Friday, Jan. 08, 1965

How Antibody Is Made

When a person is vaccinated with a suspension of killed or weakened virus particles, his system is stimulated to produce antibodies against that particular virus. If he should later be infected with the same kind of virus in the wild, full-strength form, his system "remembers" the vaccination, quickly pours out a flood of antibody to halt the invader in its tracks. At any rate, that is how most vaccinations have long been supposed to work. But are things really that neat and simple?

No, say many immunologists, and last week Manhattan's Dr. Jonathan W. Uhr, 37, won the Newcomb Cleveland Prize of the American Association for the Advancement of Science for advancing man's knowledge of how little he still knows about how virus infections, vaccinations and other antigen-antibody reactions really work.

Without Delay. New York-born Dr. Uhr (pronounced "oor") had been planning to specialize in internal medicine rather than immunology until, after graduation from medical school and between residencies, he found he had six months to kill. He spent them studying microbiology at New York University. ''Within a few weeks I became involved in the excitement of that work," he says.

• **Data for review**

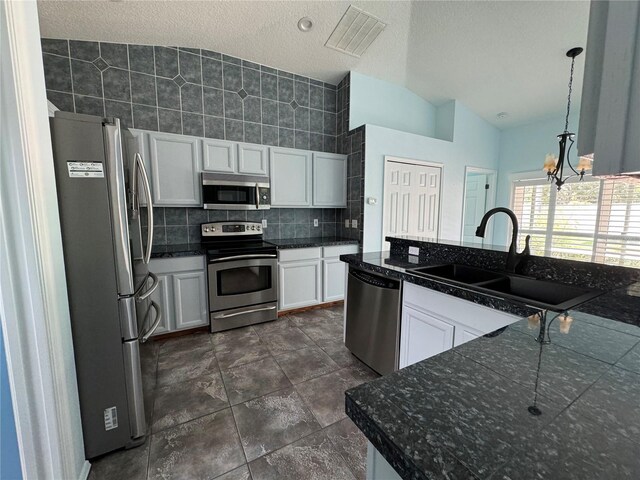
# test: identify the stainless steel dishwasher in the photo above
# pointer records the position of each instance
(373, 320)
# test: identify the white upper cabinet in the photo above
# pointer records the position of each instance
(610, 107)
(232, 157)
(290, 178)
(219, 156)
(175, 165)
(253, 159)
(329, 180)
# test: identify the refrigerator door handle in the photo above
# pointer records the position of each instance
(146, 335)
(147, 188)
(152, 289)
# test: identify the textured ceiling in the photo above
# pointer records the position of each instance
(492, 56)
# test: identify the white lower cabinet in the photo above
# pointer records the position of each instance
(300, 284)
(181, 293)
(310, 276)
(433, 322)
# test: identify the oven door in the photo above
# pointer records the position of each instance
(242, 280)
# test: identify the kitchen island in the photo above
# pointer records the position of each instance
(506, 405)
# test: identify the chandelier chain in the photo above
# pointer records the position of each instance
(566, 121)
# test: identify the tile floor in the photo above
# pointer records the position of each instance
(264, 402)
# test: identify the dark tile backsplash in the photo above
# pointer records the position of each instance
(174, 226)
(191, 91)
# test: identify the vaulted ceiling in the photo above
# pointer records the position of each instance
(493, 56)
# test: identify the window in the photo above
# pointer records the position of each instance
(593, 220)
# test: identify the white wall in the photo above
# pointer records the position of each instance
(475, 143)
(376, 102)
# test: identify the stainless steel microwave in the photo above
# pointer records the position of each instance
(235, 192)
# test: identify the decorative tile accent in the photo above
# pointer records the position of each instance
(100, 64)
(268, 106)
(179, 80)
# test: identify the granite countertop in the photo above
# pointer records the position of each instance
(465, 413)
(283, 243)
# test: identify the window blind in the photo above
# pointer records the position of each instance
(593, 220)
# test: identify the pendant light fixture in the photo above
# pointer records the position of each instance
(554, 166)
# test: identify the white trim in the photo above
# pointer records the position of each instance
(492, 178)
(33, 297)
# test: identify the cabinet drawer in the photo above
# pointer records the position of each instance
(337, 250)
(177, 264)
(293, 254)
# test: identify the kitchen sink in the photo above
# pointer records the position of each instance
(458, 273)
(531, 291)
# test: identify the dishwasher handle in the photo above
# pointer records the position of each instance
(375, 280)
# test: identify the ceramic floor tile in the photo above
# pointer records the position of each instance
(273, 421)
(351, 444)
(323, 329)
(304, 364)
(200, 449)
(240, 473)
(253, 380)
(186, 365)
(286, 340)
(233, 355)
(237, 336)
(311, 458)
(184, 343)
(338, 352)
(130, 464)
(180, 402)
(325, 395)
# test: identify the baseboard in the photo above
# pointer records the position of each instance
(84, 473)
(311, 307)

==

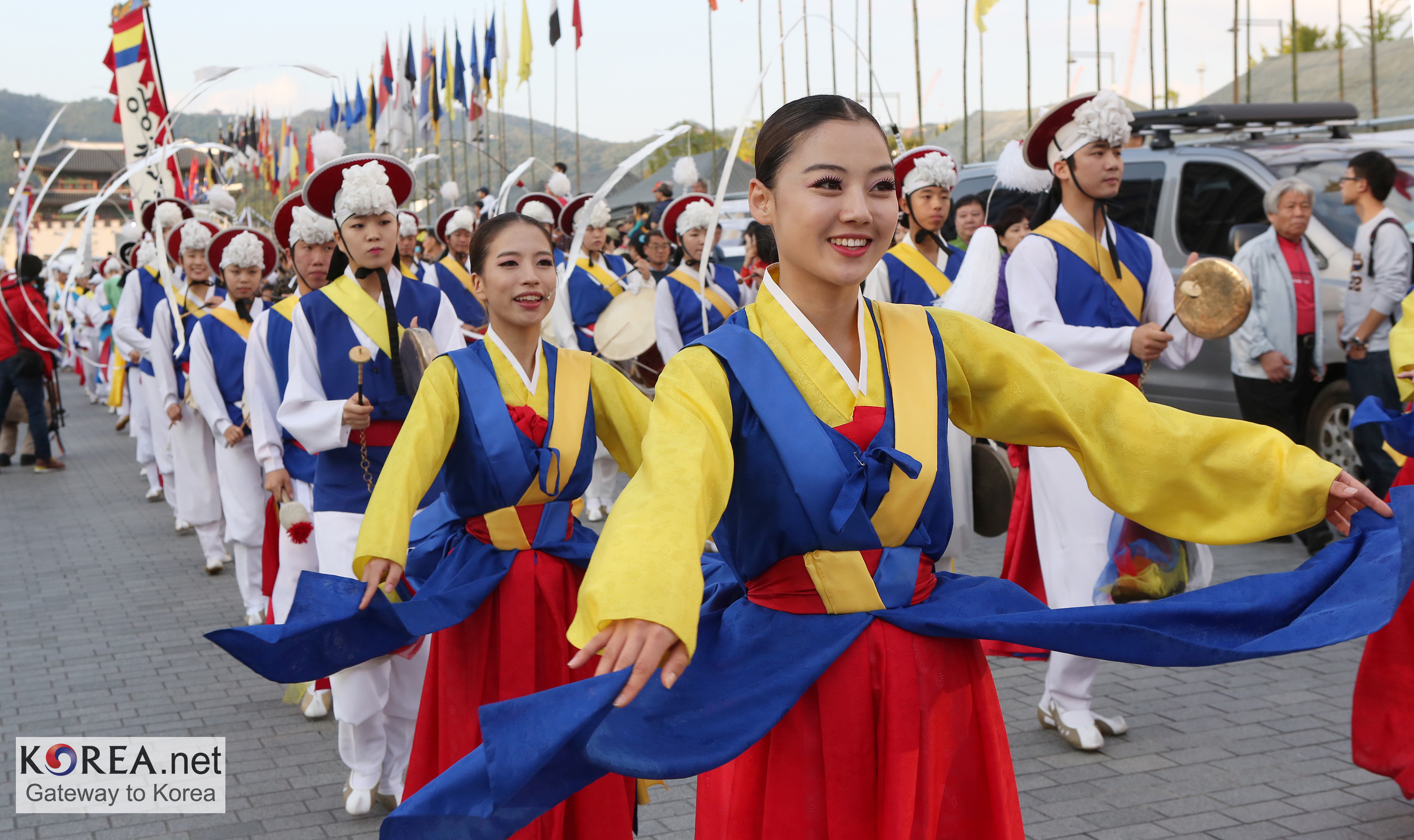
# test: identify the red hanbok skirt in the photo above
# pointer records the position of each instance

---

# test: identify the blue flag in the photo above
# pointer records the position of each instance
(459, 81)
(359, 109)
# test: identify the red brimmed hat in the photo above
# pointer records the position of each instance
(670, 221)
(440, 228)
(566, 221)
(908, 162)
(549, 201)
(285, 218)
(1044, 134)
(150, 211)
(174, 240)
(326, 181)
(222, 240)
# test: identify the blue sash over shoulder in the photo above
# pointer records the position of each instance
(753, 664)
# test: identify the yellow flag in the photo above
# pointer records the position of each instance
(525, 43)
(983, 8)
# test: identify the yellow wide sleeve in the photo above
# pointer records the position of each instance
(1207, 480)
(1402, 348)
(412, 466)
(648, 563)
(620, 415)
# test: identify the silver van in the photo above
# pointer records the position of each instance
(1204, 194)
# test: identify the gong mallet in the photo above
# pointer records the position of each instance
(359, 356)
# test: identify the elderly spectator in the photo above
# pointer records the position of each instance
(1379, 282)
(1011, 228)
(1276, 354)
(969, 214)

• **Exercises to complete**
• A. Answer these questions from the article on how antibody is made.
(i) According to the article, what is a person vaccinated with?
(ii) What prize did Dr. Jonathan W. Uhr win?
(iii) Where did Dr. Uhr spend six months studying microbiology?
• B. In the article on how antibody is made, rewrite everything from "Friday, Jan. 08, 1965" down to "neat and simple?", putting "immunized" in place of "vaccinated".

• **Answer set**
• A.
(i) A suspension of killed or weakened virus particles.
(ii) The Newcomb Cleveland Prize of the American Association for the Advancement of Science.
(iii) New York University.

• B.
Friday, Jan. 08, 1965

How Antibody Is Made

When a person is immunized with a suspension of killed or weakened virus particles, his system is stimulated to produce antibodies against that particular virus. If he should later be infected with the same kind of virus in the wild, full-strength form, his system "remembers" the vaccination, quickly pours out a flood of antibody to halt the invader in its tracks. At any rate, that is how most vaccinations have long been supposed to work. But are things really that neat and simple?